During her campaign, Sanders promised to tackle crime and resolve Arkansas's severe prison overcrowding crisis — the nation's third-highest incarceration rate per capita, trailing only Louisiana and Mississippi according to federal data.
Her solution: a massive new facility with an estimated price tag of $825 million. Critics counter that the rocky terrain will inflate costs substantially, and the isolated location will make staffing recruitment a nightmare.
Marc Dietz, 55, a businessman, rancher, and radio station owner in Ozark, first exposed the prison plan's location in Franklin County. He said residents felt completely caught off guard.
"We're a small county, not enough votes, and she thought she'd run roughshod," he said.
Sanders justified the secrecy to the Journal, explaining the state kept the location under wraps until after purchasing the land for approximately $3 million to prevent a bidding war. She argued the Northwest Arkansas location offered optimal advantages for the facility.

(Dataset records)
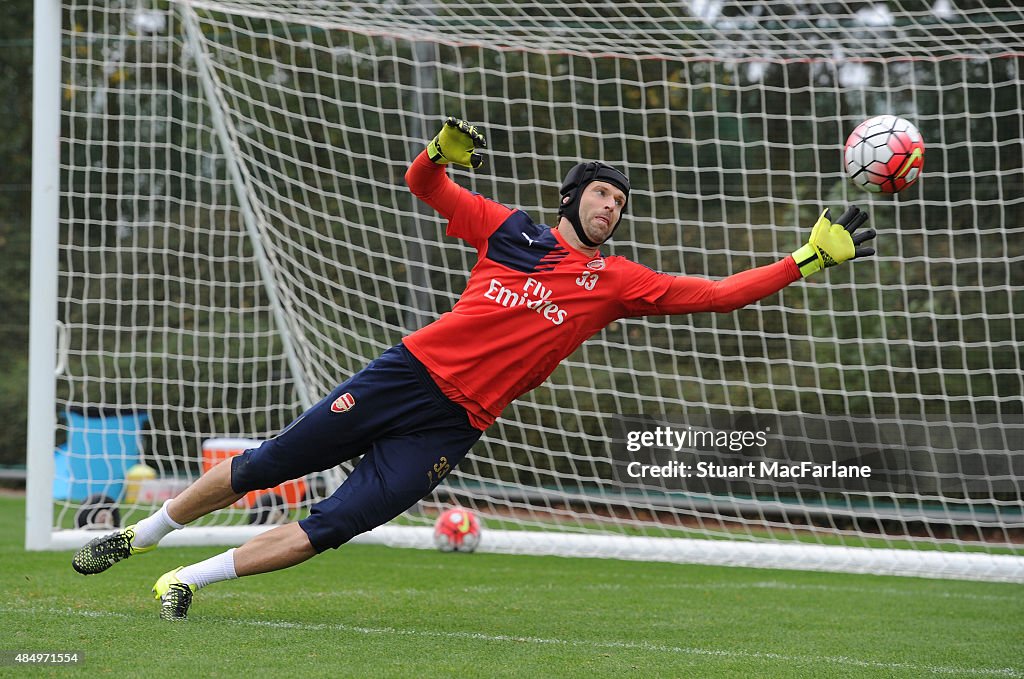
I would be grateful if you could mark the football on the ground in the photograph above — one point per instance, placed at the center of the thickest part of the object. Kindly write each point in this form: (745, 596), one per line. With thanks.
(885, 155)
(457, 529)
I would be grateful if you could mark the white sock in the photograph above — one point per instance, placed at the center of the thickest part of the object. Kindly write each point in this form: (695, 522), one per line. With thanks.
(151, 531)
(212, 570)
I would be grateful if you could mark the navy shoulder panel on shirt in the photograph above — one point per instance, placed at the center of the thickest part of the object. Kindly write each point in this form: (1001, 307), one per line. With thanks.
(524, 246)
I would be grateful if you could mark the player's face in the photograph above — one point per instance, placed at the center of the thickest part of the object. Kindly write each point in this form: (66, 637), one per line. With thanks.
(600, 208)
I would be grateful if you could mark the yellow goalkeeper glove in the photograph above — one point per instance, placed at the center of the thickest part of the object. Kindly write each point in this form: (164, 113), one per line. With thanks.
(457, 142)
(834, 242)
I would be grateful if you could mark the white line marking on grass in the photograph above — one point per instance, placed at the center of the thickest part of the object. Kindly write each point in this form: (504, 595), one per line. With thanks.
(778, 585)
(841, 661)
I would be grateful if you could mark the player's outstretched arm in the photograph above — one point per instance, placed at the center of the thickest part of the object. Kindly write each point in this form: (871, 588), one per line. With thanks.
(457, 142)
(833, 243)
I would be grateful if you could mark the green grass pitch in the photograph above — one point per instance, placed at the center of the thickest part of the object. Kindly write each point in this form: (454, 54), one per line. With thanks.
(374, 611)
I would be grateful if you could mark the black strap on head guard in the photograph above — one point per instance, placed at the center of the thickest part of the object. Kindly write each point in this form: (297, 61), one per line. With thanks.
(572, 186)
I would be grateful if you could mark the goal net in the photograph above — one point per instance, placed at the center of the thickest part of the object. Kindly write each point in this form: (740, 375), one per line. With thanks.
(236, 239)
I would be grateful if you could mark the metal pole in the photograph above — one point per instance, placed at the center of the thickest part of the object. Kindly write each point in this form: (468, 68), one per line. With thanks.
(43, 280)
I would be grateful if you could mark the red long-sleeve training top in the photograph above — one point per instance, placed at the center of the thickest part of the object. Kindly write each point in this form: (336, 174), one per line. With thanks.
(531, 299)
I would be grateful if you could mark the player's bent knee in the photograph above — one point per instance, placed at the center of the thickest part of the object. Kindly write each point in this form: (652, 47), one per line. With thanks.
(258, 469)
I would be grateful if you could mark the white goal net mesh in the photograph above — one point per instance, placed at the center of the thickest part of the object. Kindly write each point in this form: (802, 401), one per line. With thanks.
(237, 239)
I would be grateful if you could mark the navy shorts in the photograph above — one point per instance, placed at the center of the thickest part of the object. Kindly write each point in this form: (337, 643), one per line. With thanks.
(410, 433)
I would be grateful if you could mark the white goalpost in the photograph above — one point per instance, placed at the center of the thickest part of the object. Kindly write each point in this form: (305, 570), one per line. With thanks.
(221, 234)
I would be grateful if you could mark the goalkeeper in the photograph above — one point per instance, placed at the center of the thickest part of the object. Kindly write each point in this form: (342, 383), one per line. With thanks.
(534, 296)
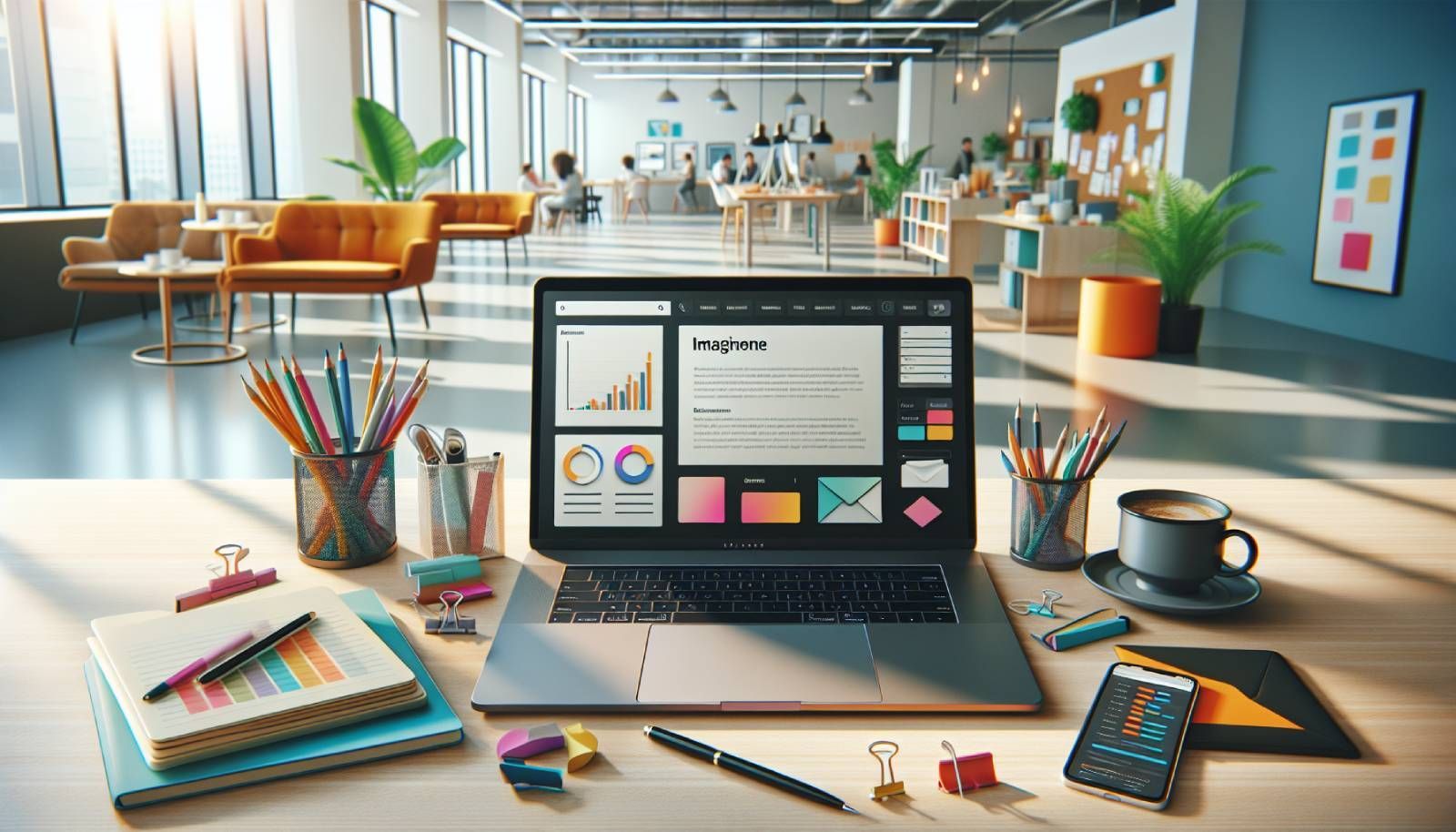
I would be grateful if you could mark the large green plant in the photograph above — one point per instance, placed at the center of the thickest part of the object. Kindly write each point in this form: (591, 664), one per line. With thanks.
(1179, 232)
(892, 177)
(398, 171)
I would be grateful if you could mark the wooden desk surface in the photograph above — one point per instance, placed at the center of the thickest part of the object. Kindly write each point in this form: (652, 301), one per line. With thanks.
(1358, 594)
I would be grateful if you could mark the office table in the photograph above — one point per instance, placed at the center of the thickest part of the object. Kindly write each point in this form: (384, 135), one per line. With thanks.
(1358, 594)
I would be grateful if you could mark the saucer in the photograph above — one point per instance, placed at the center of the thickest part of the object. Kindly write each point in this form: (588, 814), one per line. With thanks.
(1216, 594)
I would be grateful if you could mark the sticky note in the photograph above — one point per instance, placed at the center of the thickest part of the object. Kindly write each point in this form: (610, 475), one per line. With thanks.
(769, 507)
(701, 499)
(1378, 189)
(1354, 252)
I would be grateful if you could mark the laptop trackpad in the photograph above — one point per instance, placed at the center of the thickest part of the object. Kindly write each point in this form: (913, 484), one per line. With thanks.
(696, 664)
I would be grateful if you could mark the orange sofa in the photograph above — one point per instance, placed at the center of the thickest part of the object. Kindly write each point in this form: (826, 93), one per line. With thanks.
(487, 216)
(135, 229)
(339, 248)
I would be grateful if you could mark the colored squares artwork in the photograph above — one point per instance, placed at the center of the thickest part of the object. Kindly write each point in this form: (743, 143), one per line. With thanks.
(701, 499)
(1378, 189)
(1354, 251)
(298, 662)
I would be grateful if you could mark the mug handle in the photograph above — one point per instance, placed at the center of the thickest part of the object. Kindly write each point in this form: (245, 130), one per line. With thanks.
(1225, 570)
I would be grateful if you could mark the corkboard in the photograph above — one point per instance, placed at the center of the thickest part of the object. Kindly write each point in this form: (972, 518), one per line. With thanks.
(1117, 87)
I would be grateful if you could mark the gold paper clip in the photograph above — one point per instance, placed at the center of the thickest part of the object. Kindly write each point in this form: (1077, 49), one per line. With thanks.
(885, 751)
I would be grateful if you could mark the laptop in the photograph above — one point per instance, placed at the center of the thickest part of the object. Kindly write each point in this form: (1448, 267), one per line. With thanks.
(753, 494)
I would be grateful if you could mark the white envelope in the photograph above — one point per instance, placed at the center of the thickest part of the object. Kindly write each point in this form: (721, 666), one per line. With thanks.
(925, 474)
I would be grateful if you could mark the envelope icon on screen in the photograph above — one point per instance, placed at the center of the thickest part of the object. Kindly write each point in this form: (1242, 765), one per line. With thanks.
(849, 500)
(925, 474)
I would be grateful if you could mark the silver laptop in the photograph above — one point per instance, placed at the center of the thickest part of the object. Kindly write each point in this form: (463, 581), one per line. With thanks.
(753, 494)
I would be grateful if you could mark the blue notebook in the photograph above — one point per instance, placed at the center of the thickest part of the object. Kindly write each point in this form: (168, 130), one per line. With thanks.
(133, 784)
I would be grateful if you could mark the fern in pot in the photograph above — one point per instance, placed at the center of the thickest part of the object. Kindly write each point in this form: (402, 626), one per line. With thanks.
(1179, 235)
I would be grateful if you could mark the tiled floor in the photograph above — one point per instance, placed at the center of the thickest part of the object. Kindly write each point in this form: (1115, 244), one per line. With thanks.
(1257, 400)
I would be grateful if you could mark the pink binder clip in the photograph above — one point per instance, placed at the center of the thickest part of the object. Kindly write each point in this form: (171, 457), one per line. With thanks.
(230, 582)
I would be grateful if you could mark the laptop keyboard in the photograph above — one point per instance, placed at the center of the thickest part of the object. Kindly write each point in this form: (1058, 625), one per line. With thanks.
(753, 594)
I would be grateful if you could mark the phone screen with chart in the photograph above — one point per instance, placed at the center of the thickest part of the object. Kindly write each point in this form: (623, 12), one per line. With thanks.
(1132, 737)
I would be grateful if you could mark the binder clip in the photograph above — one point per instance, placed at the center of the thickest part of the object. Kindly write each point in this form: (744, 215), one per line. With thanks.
(232, 582)
(960, 773)
(450, 621)
(459, 573)
(1048, 599)
(885, 751)
(1091, 627)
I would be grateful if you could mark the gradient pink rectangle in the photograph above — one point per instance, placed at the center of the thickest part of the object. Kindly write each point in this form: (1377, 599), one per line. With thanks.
(701, 499)
(771, 507)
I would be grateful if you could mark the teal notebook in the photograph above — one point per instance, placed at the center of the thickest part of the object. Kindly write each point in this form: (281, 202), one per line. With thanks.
(133, 784)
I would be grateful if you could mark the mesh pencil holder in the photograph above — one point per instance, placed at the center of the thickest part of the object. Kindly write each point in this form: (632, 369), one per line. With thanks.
(460, 507)
(1048, 522)
(346, 507)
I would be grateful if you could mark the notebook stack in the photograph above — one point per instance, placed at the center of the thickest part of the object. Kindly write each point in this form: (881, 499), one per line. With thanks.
(349, 688)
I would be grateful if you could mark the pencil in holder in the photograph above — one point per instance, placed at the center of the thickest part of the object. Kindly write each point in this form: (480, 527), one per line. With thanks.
(1048, 522)
(346, 507)
(460, 507)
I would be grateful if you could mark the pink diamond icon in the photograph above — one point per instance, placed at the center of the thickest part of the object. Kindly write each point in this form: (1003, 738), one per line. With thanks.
(922, 512)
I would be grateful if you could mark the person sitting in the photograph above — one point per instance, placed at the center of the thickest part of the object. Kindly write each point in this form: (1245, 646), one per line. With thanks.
(571, 191)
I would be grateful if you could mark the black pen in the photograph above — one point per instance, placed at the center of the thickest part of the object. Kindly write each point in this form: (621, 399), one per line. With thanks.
(747, 768)
(257, 649)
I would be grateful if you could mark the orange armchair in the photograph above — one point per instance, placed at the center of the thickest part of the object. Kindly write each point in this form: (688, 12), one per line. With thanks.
(339, 248)
(487, 216)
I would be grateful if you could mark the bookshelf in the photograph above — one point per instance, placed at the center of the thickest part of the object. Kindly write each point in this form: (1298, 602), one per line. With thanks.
(945, 230)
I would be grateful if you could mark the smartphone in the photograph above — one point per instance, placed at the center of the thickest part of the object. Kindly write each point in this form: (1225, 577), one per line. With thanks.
(1133, 736)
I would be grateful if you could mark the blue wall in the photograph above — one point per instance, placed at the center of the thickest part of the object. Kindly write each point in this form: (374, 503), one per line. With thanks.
(1300, 56)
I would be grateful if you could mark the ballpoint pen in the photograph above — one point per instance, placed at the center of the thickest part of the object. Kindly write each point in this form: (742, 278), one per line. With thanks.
(747, 768)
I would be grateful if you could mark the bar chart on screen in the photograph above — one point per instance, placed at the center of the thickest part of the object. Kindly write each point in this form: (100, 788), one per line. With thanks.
(609, 376)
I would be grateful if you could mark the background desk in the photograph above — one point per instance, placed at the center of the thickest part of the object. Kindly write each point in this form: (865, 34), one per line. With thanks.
(1359, 594)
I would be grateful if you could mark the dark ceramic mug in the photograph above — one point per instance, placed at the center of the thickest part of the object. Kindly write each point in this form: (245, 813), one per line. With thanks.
(1174, 540)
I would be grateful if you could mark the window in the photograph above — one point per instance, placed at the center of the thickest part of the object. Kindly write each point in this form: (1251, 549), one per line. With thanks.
(468, 106)
(87, 136)
(12, 182)
(533, 104)
(380, 56)
(577, 126)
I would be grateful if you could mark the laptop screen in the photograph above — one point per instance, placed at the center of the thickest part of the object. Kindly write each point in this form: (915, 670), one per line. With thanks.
(752, 412)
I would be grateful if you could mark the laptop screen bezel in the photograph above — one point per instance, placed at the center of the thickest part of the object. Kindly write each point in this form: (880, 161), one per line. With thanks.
(561, 540)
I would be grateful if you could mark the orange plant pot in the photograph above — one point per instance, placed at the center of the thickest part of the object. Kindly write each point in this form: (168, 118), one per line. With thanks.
(1120, 315)
(887, 232)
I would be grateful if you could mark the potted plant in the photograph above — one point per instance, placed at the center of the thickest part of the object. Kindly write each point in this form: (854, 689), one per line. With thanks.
(994, 146)
(890, 182)
(1179, 235)
(398, 171)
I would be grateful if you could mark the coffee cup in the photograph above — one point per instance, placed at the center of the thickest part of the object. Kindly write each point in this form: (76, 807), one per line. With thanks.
(1174, 540)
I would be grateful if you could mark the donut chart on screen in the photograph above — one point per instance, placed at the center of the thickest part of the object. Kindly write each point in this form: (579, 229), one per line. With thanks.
(647, 458)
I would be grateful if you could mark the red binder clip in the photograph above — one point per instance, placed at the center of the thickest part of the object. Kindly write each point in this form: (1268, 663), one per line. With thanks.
(961, 773)
(230, 582)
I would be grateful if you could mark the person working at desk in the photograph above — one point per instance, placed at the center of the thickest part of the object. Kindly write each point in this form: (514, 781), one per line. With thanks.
(963, 160)
(568, 181)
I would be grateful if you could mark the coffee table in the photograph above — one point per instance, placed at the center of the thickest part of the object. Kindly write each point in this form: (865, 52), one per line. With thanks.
(201, 271)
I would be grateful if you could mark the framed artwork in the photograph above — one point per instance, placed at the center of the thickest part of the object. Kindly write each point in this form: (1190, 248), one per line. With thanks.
(681, 150)
(1365, 191)
(652, 157)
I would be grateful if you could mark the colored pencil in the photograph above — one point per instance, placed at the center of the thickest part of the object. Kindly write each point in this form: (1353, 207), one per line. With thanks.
(327, 441)
(349, 397)
(339, 402)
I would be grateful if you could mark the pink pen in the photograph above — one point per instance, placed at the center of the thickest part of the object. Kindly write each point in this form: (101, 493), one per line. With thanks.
(197, 666)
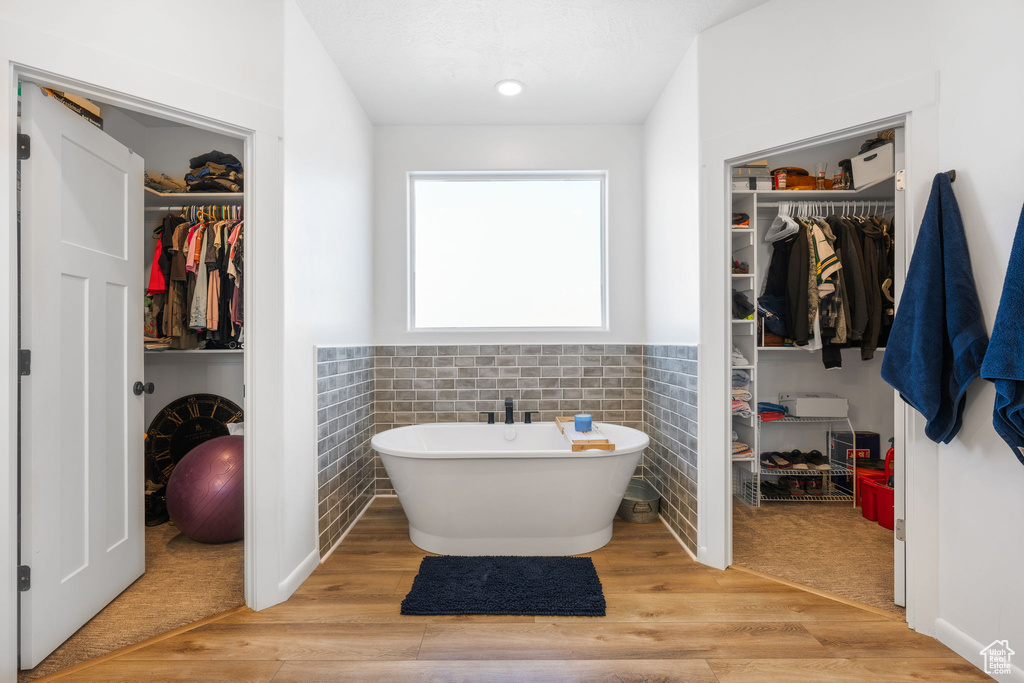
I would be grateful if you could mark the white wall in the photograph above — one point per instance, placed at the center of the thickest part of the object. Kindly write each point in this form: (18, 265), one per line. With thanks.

* EXERCISE TASKS:
(a) According to the Arkansas prison article, roughly how much did the state pay for the land?
(b) How would you render this sentence from the Arkansas prison article in Spanish: "He said residents felt completely caught off guard."
(c) Continue the Arkansas prison article with a few more sentences after its final one.
The entries above stand apart from the Arkansas prison article.

* THE REPLIES:
(a) Approximately $3 million.

(b) Dijo que los residentes se sintieron completamente tomados por sorpresa.

(c)
With prison funding stalled in the legislature, Crocker remains undeterred in his opposition.
"I'm a Republican, and I voted for most of them, but now, seeing the truth, I think we need to clean house," he said. "Like Trump said, drain the swamp. Well, there's a swamp in Little Rock right now, and it needs to go away."
Jackson vowed to escalate pressure if Sanders attempts to revive the prison proposal.
"I'm going to light her up," he said. "Our governor wants to be president. That piece of property is going to stop her."